I propose that the palpable suffering and fear are the sand, and pulling our heads out and focusing on greater Truth is what will invite the rest and the hope. Two of these greater Truths in particular make this Divine Rest possible.
1) Emmanuel. God is with us. Peter Kreeft says* that God’s answer to suffering is Someone–Jesus–who came to be with us in our suffering, for “Love seeks above all intimacy, presence, togetherness.” As Love incarnate, He is sitting beside us, even now. Jesus is in the boat with us, and with those suffering during this pandemic. He is knocking, and all who open the door (Rev. 3:20) are met with His abiding presence. He can calm the storm, but even if He doesn’t, knowing He can, and that He is here, is enough. Ignoring the storm does not bring rest; what does is paying full attention to the greater truth: Emmanuel, God with us.
2) Resurrection. At this moment in Holy Week, we are remembering our Lord Jesus in a different kind of ark, the dark and gloomy Ark of Hell and Death. But He entered that ark to destroy it, so we need never go there! The ark we enter instead is the Ark of Resurrection Hope and Rest, which we celebrate in full on Sunday.

********

Exercise directions
Answer these from the Holy Week reflection:
(a) Who is cited as saying that God's answer to suffering is Someone?
(b) Which Bible verse is given for all who open the door?
(c) On what day is the Ark of Resurrection Hope and Rest celebrated in full?
Answer using only the Holy Week reflection.

Stored records
********

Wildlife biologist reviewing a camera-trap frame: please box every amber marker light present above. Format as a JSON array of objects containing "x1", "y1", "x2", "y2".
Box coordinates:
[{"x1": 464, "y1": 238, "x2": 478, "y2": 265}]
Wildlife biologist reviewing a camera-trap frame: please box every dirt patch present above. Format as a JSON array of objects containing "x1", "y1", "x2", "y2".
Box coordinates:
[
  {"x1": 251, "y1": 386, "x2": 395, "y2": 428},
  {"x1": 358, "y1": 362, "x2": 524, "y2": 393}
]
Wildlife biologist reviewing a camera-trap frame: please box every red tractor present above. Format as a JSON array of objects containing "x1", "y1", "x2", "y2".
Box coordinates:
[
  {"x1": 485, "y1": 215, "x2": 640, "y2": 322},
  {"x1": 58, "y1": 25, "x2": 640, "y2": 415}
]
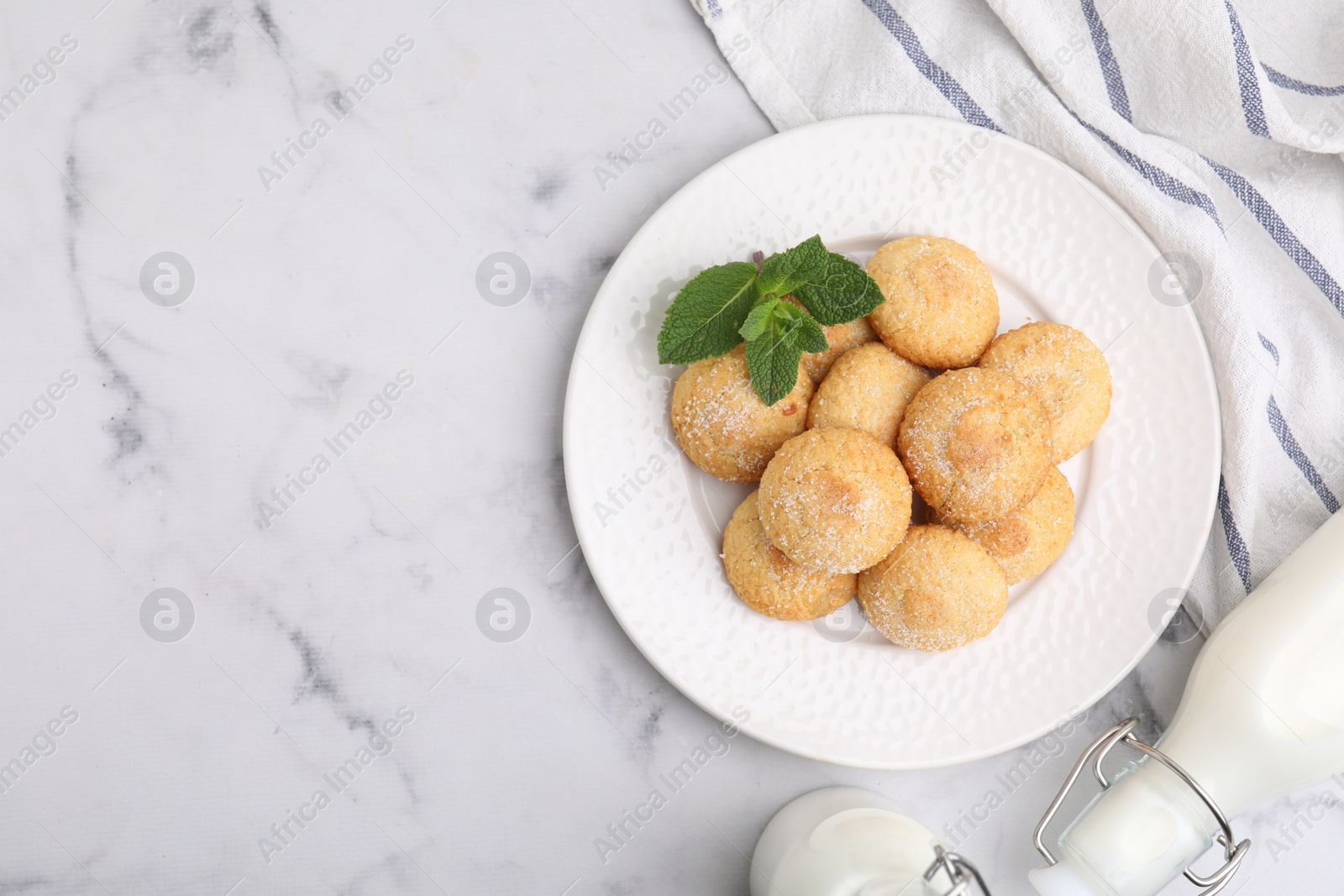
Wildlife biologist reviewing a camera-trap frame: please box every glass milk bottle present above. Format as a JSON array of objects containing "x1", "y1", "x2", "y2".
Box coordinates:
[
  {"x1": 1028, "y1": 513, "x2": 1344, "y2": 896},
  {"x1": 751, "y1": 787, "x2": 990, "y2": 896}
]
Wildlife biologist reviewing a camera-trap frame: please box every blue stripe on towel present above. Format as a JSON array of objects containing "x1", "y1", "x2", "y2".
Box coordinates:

********

Result for this task
(a) Peter Kreeft
(b) Rev. 3:20
(c) Sunday